EXCERPTED PASSAGE:
====
With winged weapons like the SDB or a Longshot equipped standard JDAM, the F-117 would still be viable even now.

It's the difference between asking a ninja to haul a mortar tube into range to attack a commander's tent past the outer patrol belt and sentries but not 'within the stockade' of his army.

Vs. requiring the same task via a dagger 'twixt the teeth' walk right into the enemy camp.

>>
It is still a viable platform?
>>

It wasn't a viable platform from the very start sir. It was an overly large testbed fleet produced as a black program without any real accountability to the user command most likely to need it in a real war.

The weather in Europe /sucks/. There is running scud beween 3-7K all year round with frequent afternoon and late evening rain showers. In winter, the overcast can be solid for /days/ at a time.

WHY would you then design a medium level attack aircraft with only optical targeting systems?

Furthermore, the >
Would the US risk sending them out again?
>>

Against putz countries like AfG and Serbia? Yeah. Against first line threats?

Depends.
====
Restate the excerpted passage on the F-117 starting at "With winged weapons" and ending at "of his army.", with "commando" in place of "ninja".
====
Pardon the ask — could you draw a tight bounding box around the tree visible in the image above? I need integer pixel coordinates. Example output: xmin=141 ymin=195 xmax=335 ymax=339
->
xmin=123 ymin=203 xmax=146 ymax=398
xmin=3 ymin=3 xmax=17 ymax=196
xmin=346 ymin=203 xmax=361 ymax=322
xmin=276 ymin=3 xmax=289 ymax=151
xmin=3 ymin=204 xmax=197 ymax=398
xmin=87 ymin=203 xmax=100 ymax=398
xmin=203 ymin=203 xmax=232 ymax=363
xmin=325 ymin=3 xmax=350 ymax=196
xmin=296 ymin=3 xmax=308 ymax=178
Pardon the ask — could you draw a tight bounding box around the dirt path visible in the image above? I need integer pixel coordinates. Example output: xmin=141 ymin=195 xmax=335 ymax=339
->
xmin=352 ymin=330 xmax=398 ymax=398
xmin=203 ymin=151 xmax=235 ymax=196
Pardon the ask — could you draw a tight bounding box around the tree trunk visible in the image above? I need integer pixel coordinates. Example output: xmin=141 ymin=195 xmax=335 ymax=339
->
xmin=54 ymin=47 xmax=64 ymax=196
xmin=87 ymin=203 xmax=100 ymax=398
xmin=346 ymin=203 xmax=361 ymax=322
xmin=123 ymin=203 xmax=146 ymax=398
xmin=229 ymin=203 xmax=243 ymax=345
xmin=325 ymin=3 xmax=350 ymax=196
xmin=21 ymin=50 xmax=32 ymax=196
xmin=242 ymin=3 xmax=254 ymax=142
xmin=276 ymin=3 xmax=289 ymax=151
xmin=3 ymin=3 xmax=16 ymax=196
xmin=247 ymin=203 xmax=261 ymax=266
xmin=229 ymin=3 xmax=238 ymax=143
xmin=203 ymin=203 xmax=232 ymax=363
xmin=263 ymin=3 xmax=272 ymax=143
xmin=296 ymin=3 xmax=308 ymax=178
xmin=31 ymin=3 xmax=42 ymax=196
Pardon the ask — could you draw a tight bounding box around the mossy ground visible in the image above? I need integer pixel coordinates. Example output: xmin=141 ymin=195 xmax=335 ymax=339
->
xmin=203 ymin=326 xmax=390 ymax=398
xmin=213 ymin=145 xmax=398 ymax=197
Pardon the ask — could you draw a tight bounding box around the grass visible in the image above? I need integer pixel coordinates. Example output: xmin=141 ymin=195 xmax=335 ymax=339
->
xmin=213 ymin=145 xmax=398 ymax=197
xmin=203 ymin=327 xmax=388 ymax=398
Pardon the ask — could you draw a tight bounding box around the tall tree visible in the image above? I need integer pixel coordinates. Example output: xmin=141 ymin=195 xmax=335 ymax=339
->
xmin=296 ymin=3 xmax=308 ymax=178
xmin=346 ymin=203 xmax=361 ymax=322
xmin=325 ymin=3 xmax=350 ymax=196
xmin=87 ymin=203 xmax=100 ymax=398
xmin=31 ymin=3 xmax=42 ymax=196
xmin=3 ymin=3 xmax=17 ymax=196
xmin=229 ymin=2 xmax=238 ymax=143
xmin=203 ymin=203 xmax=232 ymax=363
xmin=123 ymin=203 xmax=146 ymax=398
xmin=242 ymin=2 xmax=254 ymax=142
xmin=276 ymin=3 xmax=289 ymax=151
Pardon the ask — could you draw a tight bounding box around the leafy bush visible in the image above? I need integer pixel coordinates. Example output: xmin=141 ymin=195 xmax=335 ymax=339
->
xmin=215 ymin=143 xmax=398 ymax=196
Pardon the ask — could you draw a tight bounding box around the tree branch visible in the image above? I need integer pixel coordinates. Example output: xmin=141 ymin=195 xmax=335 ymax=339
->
====
RIGHT ANSWER:
With winged weapons like the SDB or a Longshot equipped standard JDAM, the F-117 would still be viable even now.

It's the difference between asking a commando to haul a mortar tube into range to attack a commander's tent past the outer patrol belt and sentries but not 'within the stockade' of his army.